Records from a data source:
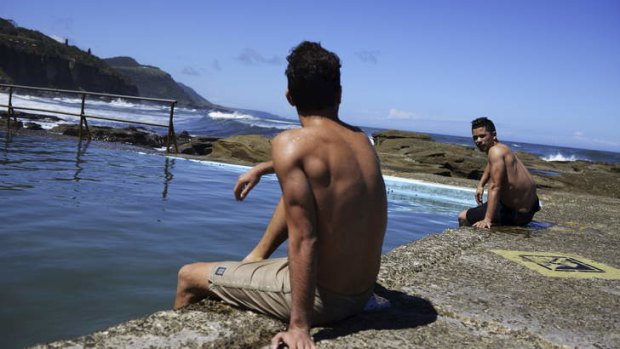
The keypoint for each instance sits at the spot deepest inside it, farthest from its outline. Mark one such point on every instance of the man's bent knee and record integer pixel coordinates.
(463, 219)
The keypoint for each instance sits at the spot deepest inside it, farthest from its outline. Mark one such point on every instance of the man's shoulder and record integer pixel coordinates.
(291, 143)
(500, 149)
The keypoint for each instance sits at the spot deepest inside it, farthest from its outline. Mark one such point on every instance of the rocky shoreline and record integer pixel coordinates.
(402, 154)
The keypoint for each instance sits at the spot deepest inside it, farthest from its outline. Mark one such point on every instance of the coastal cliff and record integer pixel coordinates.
(28, 57)
(156, 83)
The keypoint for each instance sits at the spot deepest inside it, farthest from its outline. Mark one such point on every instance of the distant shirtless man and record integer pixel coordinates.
(512, 196)
(333, 211)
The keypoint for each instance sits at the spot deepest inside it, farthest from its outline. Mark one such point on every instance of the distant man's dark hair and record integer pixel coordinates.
(483, 122)
(313, 75)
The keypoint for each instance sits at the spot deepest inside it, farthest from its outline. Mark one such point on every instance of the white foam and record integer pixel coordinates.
(559, 157)
(230, 116)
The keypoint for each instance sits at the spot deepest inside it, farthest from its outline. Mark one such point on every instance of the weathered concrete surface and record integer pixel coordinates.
(447, 290)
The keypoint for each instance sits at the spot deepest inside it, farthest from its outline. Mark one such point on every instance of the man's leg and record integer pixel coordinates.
(192, 284)
(275, 234)
(463, 219)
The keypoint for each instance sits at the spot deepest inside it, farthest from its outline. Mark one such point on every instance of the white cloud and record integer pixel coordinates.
(401, 115)
(251, 56)
(369, 56)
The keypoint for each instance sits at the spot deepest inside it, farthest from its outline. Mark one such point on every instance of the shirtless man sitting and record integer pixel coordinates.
(333, 211)
(512, 196)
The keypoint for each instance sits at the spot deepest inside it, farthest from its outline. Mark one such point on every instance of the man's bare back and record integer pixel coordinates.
(512, 196)
(343, 173)
(519, 192)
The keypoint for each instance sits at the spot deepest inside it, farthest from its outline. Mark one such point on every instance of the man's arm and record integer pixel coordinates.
(483, 181)
(497, 173)
(249, 179)
(301, 221)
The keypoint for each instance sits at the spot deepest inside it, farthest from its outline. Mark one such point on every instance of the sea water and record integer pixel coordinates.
(92, 235)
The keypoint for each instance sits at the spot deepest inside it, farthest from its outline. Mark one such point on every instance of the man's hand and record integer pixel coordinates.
(479, 193)
(294, 339)
(245, 183)
(250, 179)
(483, 224)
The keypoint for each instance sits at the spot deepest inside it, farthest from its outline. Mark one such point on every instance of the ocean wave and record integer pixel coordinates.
(230, 116)
(559, 157)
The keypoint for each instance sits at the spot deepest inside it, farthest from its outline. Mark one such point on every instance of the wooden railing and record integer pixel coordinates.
(12, 107)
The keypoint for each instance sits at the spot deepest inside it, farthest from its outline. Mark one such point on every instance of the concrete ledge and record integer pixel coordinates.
(447, 290)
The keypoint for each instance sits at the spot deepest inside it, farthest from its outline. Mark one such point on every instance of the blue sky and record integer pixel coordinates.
(546, 71)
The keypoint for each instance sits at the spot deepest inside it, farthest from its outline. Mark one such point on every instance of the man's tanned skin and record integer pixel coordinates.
(333, 208)
(509, 180)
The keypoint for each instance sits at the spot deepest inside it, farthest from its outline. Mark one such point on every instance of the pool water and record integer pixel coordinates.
(93, 235)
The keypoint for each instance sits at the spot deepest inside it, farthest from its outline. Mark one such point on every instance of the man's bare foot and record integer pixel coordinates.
(252, 258)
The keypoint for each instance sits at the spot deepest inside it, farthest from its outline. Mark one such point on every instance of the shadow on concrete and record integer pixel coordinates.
(534, 227)
(406, 311)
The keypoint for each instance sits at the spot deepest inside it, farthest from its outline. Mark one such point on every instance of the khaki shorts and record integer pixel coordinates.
(265, 287)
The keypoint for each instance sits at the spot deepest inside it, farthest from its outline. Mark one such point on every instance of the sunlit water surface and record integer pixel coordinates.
(92, 236)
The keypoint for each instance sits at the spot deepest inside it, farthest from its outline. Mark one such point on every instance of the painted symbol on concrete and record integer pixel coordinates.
(561, 264)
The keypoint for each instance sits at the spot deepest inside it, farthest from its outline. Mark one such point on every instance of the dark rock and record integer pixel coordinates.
(33, 126)
(130, 135)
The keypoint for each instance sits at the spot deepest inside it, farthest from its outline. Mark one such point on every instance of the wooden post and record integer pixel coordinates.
(171, 133)
(83, 118)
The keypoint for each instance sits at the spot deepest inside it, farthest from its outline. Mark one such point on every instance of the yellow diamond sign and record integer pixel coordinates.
(558, 264)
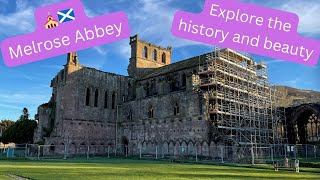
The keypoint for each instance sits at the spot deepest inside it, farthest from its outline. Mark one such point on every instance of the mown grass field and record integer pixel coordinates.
(140, 169)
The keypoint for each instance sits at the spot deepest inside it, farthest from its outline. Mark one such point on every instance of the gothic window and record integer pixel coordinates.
(96, 97)
(150, 112)
(129, 89)
(88, 94)
(154, 55)
(148, 89)
(106, 99)
(129, 117)
(313, 128)
(62, 75)
(145, 52)
(176, 109)
(153, 87)
(113, 106)
(164, 59)
(184, 80)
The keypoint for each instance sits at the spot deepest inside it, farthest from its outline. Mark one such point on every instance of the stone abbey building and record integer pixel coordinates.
(216, 98)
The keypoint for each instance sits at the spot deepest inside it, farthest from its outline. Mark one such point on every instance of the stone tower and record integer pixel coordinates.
(146, 56)
(72, 63)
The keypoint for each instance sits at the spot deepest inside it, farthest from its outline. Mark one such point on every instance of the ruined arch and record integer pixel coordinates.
(88, 96)
(303, 125)
(96, 98)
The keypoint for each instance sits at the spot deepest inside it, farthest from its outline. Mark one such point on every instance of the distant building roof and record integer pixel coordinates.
(177, 66)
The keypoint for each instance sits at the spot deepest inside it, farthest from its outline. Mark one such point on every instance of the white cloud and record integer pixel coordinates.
(308, 12)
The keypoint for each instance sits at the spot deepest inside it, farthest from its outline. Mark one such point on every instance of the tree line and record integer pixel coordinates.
(20, 131)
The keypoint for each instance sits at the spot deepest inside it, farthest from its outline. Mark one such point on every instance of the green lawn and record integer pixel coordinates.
(140, 169)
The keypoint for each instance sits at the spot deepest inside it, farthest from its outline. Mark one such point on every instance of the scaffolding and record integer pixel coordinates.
(242, 104)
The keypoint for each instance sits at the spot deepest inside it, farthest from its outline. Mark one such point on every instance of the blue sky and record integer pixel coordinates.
(29, 85)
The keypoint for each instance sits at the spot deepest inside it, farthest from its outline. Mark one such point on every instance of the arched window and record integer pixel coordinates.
(52, 148)
(184, 80)
(88, 94)
(147, 89)
(176, 109)
(154, 55)
(145, 52)
(106, 99)
(129, 90)
(129, 117)
(113, 106)
(164, 58)
(96, 98)
(150, 112)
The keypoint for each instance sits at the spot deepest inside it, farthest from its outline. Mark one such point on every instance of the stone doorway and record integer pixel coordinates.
(124, 145)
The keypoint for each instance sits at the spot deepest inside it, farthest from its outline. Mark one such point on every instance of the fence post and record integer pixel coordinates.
(65, 152)
(285, 150)
(306, 151)
(272, 154)
(252, 155)
(38, 152)
(221, 148)
(108, 151)
(88, 151)
(26, 151)
(196, 154)
(126, 149)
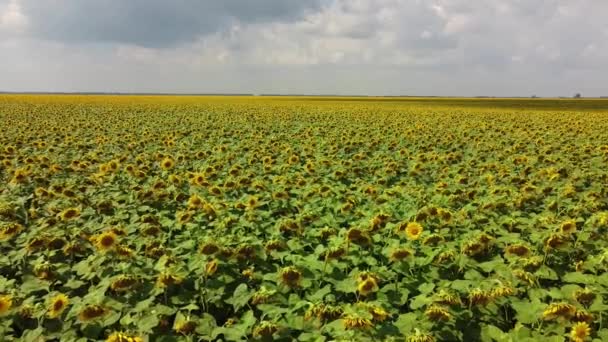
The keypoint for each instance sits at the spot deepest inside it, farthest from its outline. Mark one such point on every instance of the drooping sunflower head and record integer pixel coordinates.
(195, 202)
(400, 254)
(123, 283)
(105, 241)
(123, 337)
(211, 267)
(580, 332)
(9, 230)
(184, 326)
(6, 302)
(479, 297)
(367, 284)
(559, 310)
(167, 163)
(70, 213)
(91, 312)
(517, 250)
(437, 313)
(355, 322)
(167, 279)
(291, 276)
(568, 227)
(265, 329)
(585, 296)
(412, 230)
(420, 337)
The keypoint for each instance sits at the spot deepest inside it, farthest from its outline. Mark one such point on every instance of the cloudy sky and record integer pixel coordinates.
(411, 47)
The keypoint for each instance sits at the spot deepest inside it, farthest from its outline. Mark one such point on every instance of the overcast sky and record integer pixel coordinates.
(410, 47)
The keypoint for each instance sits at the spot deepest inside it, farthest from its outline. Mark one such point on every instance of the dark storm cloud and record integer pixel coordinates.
(151, 23)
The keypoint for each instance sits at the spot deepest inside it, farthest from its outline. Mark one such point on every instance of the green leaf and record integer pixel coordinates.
(492, 333)
(579, 278)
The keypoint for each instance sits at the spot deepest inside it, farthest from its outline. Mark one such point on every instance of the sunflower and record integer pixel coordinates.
(69, 214)
(413, 230)
(92, 312)
(265, 329)
(400, 254)
(502, 291)
(556, 310)
(367, 286)
(585, 296)
(479, 297)
(352, 322)
(437, 313)
(167, 279)
(378, 313)
(580, 332)
(517, 250)
(568, 227)
(105, 241)
(211, 267)
(291, 276)
(9, 230)
(167, 163)
(123, 283)
(184, 326)
(6, 302)
(122, 337)
(124, 251)
(58, 304)
(195, 201)
(420, 337)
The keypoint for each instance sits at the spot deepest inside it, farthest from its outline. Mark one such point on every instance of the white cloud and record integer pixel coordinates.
(12, 19)
(502, 47)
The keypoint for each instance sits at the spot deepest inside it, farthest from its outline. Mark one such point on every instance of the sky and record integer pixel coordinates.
(364, 47)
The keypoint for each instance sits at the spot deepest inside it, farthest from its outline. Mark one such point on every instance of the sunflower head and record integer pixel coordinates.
(580, 332)
(479, 297)
(105, 241)
(559, 310)
(354, 322)
(211, 267)
(6, 302)
(437, 313)
(167, 279)
(184, 326)
(412, 230)
(400, 254)
(58, 304)
(92, 312)
(265, 329)
(167, 163)
(585, 296)
(123, 337)
(517, 250)
(70, 213)
(367, 284)
(123, 283)
(568, 227)
(291, 276)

_Task objective_:
Exact copies of the lines from the one containing "the sunflower head and record integer pixel coordinates." through the final line of the records are all the answer should hold.

_Solution for this problem_:
The keypoint for each instance sits at the spot deepest inside it, farthest from its outline. Mark one such point on every instance of the sunflower head and record integer pixel coordinates.
(580, 332)
(479, 297)
(105, 241)
(559, 310)
(354, 322)
(211, 267)
(6, 302)
(437, 313)
(167, 279)
(184, 326)
(412, 230)
(400, 254)
(58, 304)
(92, 312)
(265, 329)
(167, 163)
(585, 296)
(123, 337)
(517, 250)
(70, 213)
(367, 284)
(123, 283)
(568, 227)
(291, 276)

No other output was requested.